** Work to be completed **
From the rows below, pull out each line that contains the word "church".

** Entries provided **
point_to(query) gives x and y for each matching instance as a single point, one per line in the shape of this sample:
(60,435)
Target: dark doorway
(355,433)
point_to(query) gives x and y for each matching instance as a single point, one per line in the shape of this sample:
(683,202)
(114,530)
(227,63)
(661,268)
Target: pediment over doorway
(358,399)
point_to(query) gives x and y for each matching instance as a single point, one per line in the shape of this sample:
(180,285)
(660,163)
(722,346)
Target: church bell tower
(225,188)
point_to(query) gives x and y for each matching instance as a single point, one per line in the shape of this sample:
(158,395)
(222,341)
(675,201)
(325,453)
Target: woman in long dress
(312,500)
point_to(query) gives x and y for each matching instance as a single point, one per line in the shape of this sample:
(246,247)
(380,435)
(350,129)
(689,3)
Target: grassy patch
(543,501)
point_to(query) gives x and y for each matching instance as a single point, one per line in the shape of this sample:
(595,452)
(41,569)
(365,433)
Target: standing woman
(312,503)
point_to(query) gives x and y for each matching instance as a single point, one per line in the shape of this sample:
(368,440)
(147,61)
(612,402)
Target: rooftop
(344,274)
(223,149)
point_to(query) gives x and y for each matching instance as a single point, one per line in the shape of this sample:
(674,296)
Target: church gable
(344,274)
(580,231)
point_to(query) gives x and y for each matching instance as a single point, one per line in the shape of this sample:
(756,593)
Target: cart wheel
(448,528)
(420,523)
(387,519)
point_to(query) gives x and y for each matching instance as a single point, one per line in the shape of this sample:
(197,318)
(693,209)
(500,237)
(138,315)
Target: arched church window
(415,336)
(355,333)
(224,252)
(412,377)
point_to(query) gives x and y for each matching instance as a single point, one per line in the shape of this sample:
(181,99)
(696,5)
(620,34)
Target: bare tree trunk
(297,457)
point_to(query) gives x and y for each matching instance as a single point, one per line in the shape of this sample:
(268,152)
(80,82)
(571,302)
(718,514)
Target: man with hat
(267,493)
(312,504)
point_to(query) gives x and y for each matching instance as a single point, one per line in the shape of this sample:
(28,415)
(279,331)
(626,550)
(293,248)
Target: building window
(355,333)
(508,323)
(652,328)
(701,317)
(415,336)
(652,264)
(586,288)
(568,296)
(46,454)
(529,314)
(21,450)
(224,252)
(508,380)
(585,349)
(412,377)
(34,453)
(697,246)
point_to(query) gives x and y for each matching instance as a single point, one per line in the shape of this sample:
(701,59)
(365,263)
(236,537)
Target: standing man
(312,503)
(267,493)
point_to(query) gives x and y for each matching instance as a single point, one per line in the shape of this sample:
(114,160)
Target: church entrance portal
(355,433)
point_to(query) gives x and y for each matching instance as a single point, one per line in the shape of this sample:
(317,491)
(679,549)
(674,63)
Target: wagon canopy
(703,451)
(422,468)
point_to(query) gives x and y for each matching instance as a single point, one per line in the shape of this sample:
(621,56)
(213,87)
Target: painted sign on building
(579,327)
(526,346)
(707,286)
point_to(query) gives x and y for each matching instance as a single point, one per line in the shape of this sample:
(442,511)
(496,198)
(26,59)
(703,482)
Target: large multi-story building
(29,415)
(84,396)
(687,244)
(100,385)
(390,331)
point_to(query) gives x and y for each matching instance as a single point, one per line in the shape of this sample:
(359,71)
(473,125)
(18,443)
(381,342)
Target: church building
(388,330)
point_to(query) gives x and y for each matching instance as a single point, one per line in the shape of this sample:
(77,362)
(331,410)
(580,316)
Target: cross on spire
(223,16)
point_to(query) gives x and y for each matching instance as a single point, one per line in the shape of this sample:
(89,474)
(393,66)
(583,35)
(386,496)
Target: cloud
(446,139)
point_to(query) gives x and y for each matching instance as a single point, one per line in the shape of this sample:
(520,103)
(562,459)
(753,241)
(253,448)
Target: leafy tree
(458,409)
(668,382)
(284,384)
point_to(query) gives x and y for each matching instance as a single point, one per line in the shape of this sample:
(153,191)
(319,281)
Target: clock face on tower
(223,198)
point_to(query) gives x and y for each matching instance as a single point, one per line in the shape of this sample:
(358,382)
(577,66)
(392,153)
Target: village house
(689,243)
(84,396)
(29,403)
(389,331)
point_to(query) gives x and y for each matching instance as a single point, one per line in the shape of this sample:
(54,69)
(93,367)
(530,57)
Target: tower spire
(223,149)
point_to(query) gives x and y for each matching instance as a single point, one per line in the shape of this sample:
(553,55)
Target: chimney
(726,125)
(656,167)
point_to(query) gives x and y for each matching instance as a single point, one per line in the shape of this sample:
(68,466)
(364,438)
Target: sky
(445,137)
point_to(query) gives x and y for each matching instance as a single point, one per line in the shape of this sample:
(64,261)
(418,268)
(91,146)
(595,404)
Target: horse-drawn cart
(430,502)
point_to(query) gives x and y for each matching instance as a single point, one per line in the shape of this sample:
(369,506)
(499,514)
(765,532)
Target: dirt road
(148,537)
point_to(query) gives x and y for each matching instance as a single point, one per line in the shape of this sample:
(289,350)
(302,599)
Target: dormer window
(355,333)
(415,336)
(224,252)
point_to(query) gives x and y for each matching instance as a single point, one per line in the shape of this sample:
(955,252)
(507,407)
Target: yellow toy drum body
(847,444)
...
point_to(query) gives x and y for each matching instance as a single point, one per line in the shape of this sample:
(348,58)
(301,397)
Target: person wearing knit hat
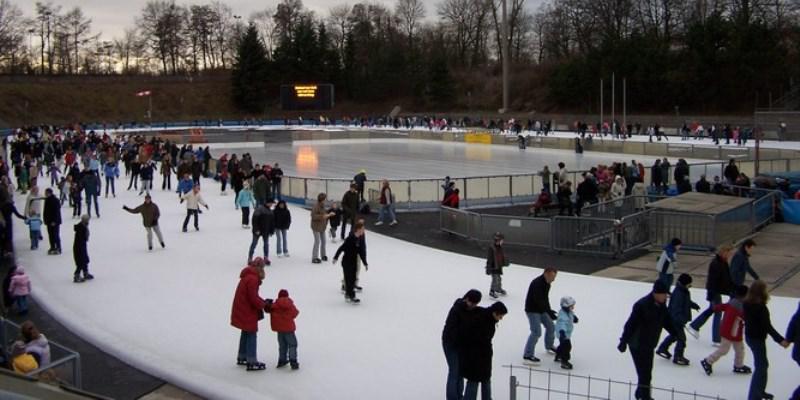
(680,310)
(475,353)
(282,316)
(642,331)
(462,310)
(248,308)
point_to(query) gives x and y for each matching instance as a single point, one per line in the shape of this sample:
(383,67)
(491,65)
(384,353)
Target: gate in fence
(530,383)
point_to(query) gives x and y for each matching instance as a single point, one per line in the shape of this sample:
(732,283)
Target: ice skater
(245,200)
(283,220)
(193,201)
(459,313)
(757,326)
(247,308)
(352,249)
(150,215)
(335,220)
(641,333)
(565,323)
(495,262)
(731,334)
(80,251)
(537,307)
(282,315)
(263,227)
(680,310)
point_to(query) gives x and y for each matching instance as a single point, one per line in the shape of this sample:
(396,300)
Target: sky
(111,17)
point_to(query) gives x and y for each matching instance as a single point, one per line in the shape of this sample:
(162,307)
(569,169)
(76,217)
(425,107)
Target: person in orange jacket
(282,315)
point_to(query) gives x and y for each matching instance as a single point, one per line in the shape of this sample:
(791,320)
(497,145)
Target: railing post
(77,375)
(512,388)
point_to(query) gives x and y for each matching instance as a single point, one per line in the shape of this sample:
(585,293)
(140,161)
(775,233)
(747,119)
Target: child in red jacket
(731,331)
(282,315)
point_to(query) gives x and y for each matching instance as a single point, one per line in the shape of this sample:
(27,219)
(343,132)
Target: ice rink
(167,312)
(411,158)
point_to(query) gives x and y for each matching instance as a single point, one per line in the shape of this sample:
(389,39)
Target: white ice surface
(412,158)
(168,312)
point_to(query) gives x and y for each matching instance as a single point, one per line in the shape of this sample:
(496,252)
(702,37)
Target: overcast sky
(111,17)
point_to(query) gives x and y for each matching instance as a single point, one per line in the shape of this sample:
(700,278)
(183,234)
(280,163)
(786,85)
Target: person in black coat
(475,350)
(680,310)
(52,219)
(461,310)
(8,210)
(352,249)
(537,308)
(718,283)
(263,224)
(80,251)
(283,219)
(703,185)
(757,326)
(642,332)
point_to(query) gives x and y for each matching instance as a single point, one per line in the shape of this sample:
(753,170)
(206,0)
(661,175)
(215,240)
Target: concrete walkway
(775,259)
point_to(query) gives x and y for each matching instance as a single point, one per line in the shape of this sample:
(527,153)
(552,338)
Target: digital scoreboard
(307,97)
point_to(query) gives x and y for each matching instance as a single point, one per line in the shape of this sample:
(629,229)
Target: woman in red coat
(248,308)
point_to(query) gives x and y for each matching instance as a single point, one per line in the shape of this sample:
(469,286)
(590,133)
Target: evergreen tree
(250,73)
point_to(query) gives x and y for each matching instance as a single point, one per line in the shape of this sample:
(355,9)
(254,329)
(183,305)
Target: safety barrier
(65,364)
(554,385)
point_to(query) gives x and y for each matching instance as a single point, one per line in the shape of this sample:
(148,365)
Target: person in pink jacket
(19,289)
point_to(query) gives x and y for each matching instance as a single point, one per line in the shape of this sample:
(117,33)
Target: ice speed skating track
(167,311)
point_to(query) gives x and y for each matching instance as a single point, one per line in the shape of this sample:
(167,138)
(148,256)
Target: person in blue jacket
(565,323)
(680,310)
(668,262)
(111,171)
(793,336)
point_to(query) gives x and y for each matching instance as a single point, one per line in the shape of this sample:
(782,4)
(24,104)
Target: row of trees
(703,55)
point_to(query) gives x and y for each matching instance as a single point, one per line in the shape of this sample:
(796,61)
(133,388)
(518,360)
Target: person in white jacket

** Result for this exercise **
Target: church bell tower
Target: church gable
Target: arched church window
Target: church entrance portal
Target: church building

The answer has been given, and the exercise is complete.